■ TASK REQUIREMENTS
Return every line of the records below verbatim, with no pictures in the copy.

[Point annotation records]

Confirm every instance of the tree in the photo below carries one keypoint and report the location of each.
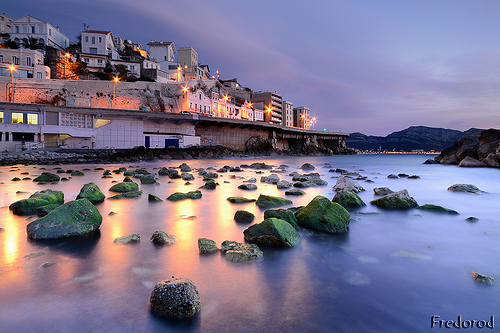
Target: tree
(32, 43)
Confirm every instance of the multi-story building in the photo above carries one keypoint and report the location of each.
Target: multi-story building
(31, 27)
(287, 114)
(272, 106)
(301, 117)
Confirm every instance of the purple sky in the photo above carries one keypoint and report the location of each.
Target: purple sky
(362, 66)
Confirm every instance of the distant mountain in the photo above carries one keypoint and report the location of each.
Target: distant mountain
(414, 137)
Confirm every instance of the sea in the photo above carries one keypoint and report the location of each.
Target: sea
(393, 271)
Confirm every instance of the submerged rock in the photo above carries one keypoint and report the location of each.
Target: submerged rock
(396, 200)
(272, 232)
(176, 298)
(73, 218)
(323, 215)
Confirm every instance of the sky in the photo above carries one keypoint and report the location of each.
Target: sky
(369, 66)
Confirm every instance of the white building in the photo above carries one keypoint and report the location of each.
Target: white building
(29, 26)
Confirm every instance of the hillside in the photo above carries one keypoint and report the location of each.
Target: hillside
(414, 137)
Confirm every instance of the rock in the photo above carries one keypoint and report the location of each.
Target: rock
(133, 194)
(92, 193)
(176, 298)
(73, 218)
(283, 184)
(482, 278)
(437, 209)
(184, 167)
(295, 192)
(265, 201)
(249, 187)
(124, 187)
(207, 246)
(347, 184)
(153, 198)
(382, 191)
(47, 177)
(242, 216)
(396, 200)
(471, 162)
(307, 166)
(150, 178)
(271, 179)
(272, 232)
(469, 188)
(238, 252)
(182, 196)
(44, 210)
(282, 214)
(323, 215)
(161, 237)
(240, 200)
(38, 199)
(134, 238)
(348, 200)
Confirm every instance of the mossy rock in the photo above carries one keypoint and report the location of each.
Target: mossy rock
(396, 200)
(73, 218)
(437, 209)
(282, 214)
(124, 187)
(92, 193)
(272, 232)
(265, 201)
(133, 194)
(47, 177)
(324, 215)
(38, 199)
(182, 196)
(348, 199)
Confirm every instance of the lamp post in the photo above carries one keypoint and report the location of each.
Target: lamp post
(116, 79)
(66, 60)
(12, 68)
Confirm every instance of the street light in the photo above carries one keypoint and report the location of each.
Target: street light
(66, 60)
(12, 68)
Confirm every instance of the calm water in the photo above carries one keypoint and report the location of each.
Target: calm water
(390, 273)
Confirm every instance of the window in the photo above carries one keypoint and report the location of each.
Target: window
(32, 118)
(17, 118)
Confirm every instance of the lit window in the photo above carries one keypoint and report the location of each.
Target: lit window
(17, 118)
(32, 118)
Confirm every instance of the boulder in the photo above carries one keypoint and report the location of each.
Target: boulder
(272, 232)
(382, 190)
(47, 177)
(265, 201)
(347, 184)
(161, 237)
(240, 200)
(92, 193)
(242, 216)
(238, 252)
(324, 215)
(124, 187)
(134, 238)
(437, 209)
(348, 200)
(249, 187)
(469, 188)
(73, 218)
(182, 196)
(282, 214)
(176, 298)
(396, 200)
(38, 199)
(470, 162)
(206, 246)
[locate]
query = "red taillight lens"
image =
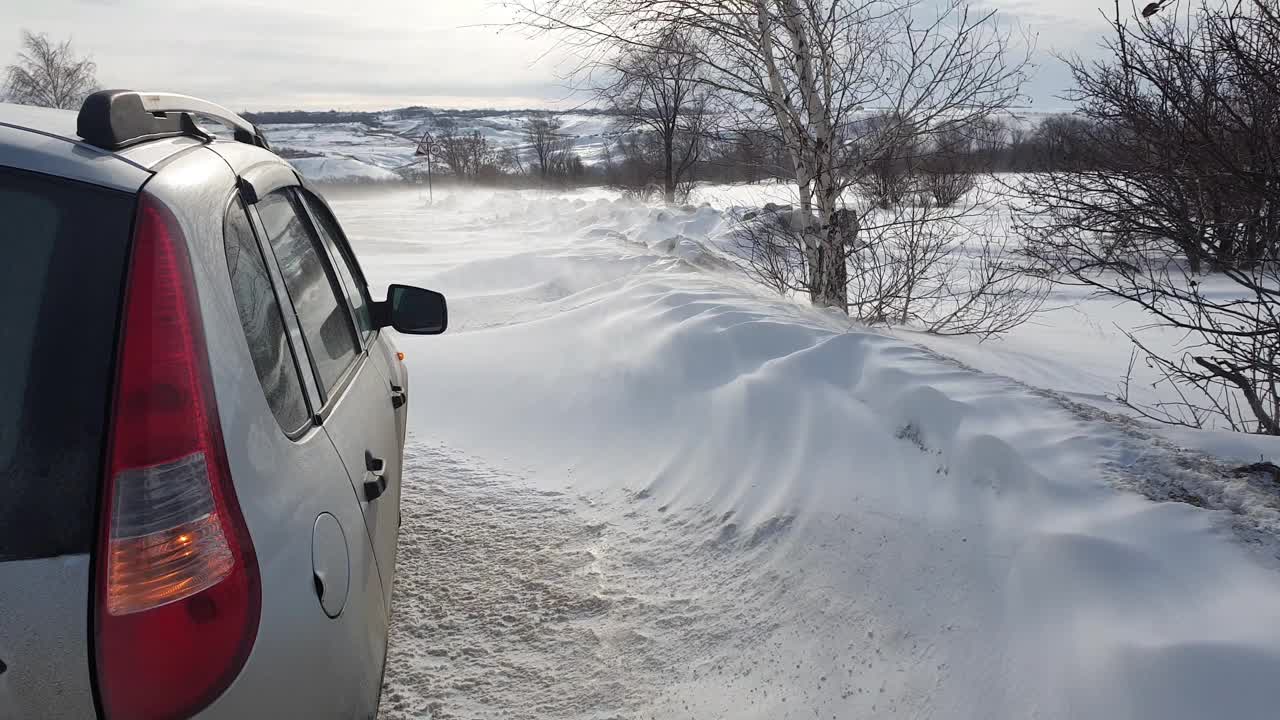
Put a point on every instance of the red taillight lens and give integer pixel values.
(178, 595)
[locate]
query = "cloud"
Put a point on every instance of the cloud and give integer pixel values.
(256, 54)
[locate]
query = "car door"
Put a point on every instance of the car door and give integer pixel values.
(323, 609)
(355, 405)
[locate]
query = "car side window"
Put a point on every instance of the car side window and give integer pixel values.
(311, 285)
(357, 294)
(263, 322)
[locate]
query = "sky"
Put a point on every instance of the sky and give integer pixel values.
(380, 54)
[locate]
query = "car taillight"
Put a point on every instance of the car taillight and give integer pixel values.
(178, 593)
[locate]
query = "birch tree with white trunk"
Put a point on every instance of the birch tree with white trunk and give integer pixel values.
(808, 71)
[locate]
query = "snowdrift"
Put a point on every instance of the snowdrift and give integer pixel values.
(794, 518)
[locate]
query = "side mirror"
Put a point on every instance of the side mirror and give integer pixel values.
(414, 310)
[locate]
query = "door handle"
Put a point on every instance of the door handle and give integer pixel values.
(375, 477)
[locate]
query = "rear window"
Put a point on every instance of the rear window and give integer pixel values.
(64, 254)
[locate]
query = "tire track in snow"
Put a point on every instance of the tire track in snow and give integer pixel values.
(513, 601)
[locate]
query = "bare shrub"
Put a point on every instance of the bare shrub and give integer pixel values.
(49, 74)
(1169, 201)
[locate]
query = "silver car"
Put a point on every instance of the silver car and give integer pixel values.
(201, 424)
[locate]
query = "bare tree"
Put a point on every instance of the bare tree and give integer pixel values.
(49, 74)
(1170, 200)
(659, 90)
(542, 133)
(944, 269)
(805, 69)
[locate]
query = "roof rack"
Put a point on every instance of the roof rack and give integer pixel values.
(118, 118)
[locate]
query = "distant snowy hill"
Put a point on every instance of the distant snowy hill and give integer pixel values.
(387, 140)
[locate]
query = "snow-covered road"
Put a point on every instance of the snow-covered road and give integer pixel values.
(641, 488)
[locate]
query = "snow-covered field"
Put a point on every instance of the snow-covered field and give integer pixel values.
(641, 487)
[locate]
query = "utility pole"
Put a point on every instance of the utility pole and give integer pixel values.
(426, 146)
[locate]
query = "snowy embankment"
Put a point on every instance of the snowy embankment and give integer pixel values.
(640, 487)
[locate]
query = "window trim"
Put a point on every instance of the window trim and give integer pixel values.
(342, 247)
(273, 279)
(324, 400)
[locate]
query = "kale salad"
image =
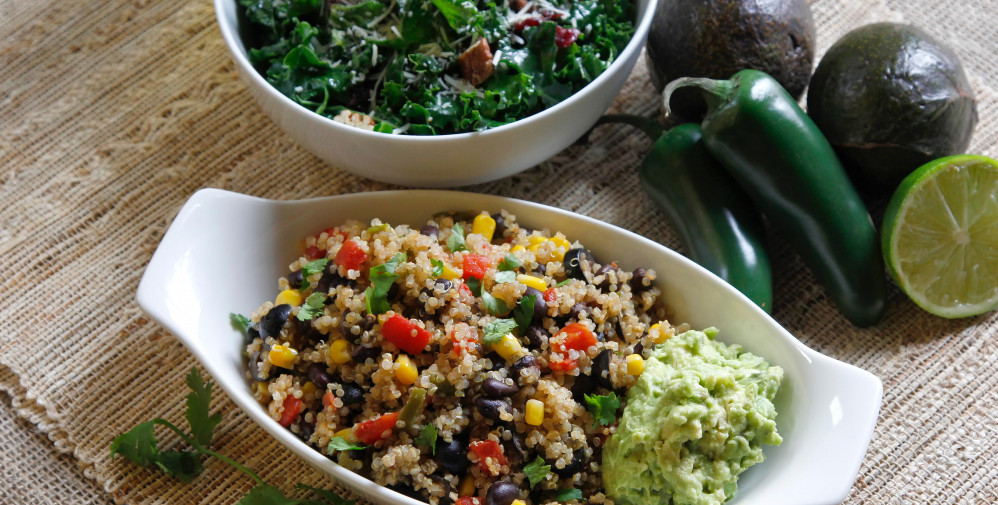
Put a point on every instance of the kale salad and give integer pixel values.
(430, 67)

■ CORRECT OUTPUT
Confirm every instance of the tree in the photo below carries one keypoint and report the location of each.
Target: tree
(32, 43)
Confirm every instance of the multi-story building in the photo above carries one keypoint and report the location of each.
Target: multi-story building
(31, 27)
(287, 114)
(272, 106)
(301, 117)
Confirm every instance of the purple sky in the photo above carries one keypoint and report the location of each.
Target: purple sky
(362, 66)
Confirm every instance of the distant mountain in the photo above carries one keypoint and report the location of each.
Target: distant mountain
(414, 137)
Confirm every instance of the sea in the photo above carries one keypoint and report the location of each.
Target: sea
(393, 271)
Confirm every instance of the submerged rock in the photo above carries one keypoint and report the location of each.
Target: submerged rock
(396, 200)
(272, 232)
(176, 298)
(73, 218)
(323, 215)
Confirm every instance of the sky in the photo above carries one keypoint and report the location of each.
Target: sky
(369, 66)
Confirm every instance of the white building in the photo above carries one keypoint and report the location of each.
Target: white building
(29, 26)
Confirm every instance of the hillside in the photo above carries one keypoint and report the location of each.
Target: hillside
(414, 137)
Confirm every instance of the rock in the photo above carries one keypoint and report the location of each.
Target: rock
(133, 194)
(92, 193)
(176, 298)
(73, 218)
(283, 184)
(482, 278)
(437, 209)
(184, 167)
(295, 192)
(265, 201)
(249, 187)
(124, 187)
(207, 246)
(347, 184)
(153, 198)
(382, 191)
(47, 177)
(242, 216)
(396, 200)
(471, 162)
(307, 166)
(150, 178)
(271, 179)
(272, 232)
(469, 188)
(238, 252)
(182, 196)
(44, 210)
(282, 214)
(323, 215)
(161, 237)
(240, 200)
(38, 199)
(134, 238)
(348, 200)
Confirm every instance of the mossy rock in the photo above carries one keypoint and report the location of each.
Target: mossy rock
(396, 200)
(73, 218)
(437, 209)
(282, 214)
(124, 187)
(92, 193)
(272, 232)
(265, 201)
(133, 194)
(47, 177)
(324, 215)
(38, 199)
(182, 196)
(348, 199)
Confirm every instance of the lamp post in the photo above carries one keypoint and report the location of each.
Target: lamp post
(116, 79)
(66, 60)
(12, 68)
Confirm every instance of the street light in the photo above carries one keypoint and report the location of each.
Target: street light
(66, 60)
(12, 68)
Confirm every instance of the calm water in the photo above carries one keypoint and report the location of each.
Target: calm water
(390, 273)
Confirm every instance of the window in the photo above carries one keypoint and report the location of each.
Target: window
(32, 118)
(17, 118)
Confirm every instance of the lit window in the photo above carries one keypoint and report the location of each.
Target: lit window
(17, 118)
(32, 118)
Confirm every instance of the boulder in the photo above carries one keypoint and report the location of each.
Target: boulder
(272, 232)
(382, 190)
(47, 177)
(265, 201)
(347, 184)
(161, 237)
(240, 200)
(92, 193)
(242, 216)
(238, 252)
(324, 215)
(124, 187)
(134, 238)
(437, 209)
(348, 200)
(249, 187)
(469, 188)
(73, 218)
(182, 196)
(282, 214)
(176, 298)
(396, 200)
(38, 199)
(470, 162)
(206, 246)
[locate]
query = "red taillight lens"
image =
Put a point on every instance of the red taillight lens and give integer pixel values.
(178, 595)
[locate]
query = "cloud"
Put a point on every instance of the cloud and give integer pixel values.
(256, 54)
[locate]
query = "car door"
Put a point on every instance of the car door and give integer pixel values.
(323, 609)
(355, 405)
[locate]
query = "car side window"
Put a point on every instance of the car side window and give integer pixel values.
(311, 285)
(357, 294)
(263, 322)
[locate]
query = "sky"
Put a point on every instance of the sky and give integer pixel values.
(380, 54)
[locate]
query = "car taillight"
Put a point on every instance of the car taillight and give integer pixel values.
(178, 593)
[locate]
query = "birch tree with white trunk"
Put a point on every instance of the birch tree with white trunk and give integer pixel values.
(808, 71)
[locate]
query = "snowdrift"
Put a point on every instance of the snowdrift and give integer pixel values.
(794, 518)
[locate]
query = "side mirror"
Put a point on every instance of the side mirror and give integer pixel values.
(414, 310)
[locate]
query = "door handle"
Put a point on every instance of the door handle and give integer pixel values.
(375, 477)
[locate]
query = "rear window"
Put a point on every instance of the rear window and give integer pixel values.
(64, 254)
[locate]
query = "tire track in snow"
Put a point on every instance of the tire track in snow and give integer pixel values.
(513, 601)
[locate]
query = "bare shrub"
Put a point on every instance of the bare shrub and give integer pixel values.
(49, 74)
(1169, 201)
[locate]
query = "silver car"
Put a point on every instance of the silver car and give integer pixel values.
(201, 424)
[locate]
query = "bare tree"
Put a point on every instance of the bare tree and give integer pixel values.
(49, 74)
(1170, 200)
(659, 90)
(542, 133)
(944, 269)
(805, 69)
[locate]
query = "roof rack"
Put a point on every instance of the roof rack and give integer pixel values.
(118, 118)
[locate]
query = "distant snowy hill"
Put a point on every instance of the distant snowy hill and give integer pixel values.
(387, 140)
[locate]
query = "snow-covered road"
Put a point on every instance of the snow-covered road and give integer pixel values.
(641, 488)
[locate]
query = "snow-covered field"
Put a point on every instance of the snow-covered field and give integer pixel values.
(641, 487)
[locate]
query = "utility pole"
Put a point on every instance of the utility pole and give integer pixel values.
(426, 146)
[locate]
query = "snowy embankment"
Put a point on every instance of the snowy embankment and give integer pixel values.
(640, 487)
[locate]
query = "window trim"
Put a point on every instance of the window trim and give integer pixel values.
(342, 247)
(273, 279)
(324, 400)
[locate]
query = "kale salad"
image =
Put a point on every instance of the kale salad and give integer pixel values.
(430, 67)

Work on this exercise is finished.